(Beginning of Data for the task)

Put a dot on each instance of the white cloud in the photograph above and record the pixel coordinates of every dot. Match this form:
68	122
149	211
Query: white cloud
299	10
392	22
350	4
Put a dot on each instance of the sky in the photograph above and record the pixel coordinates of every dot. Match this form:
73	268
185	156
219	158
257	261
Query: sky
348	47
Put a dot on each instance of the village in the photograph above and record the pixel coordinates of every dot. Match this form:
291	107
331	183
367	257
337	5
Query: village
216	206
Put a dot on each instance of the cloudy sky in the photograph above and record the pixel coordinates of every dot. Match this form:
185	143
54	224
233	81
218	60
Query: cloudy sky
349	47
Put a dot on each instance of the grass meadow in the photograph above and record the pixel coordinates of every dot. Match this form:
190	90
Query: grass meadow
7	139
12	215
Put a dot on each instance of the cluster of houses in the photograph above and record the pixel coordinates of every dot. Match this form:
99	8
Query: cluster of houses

(End of Data for the task)

### [Prompt]
Find each line in the records above that contains "houses", and copy it.

### [Answer to this task]
Put a dot on each instance of the cluster of houses in the photograph above and record the pixel coordinates of every dot. Match this form:
Query: cluster of houses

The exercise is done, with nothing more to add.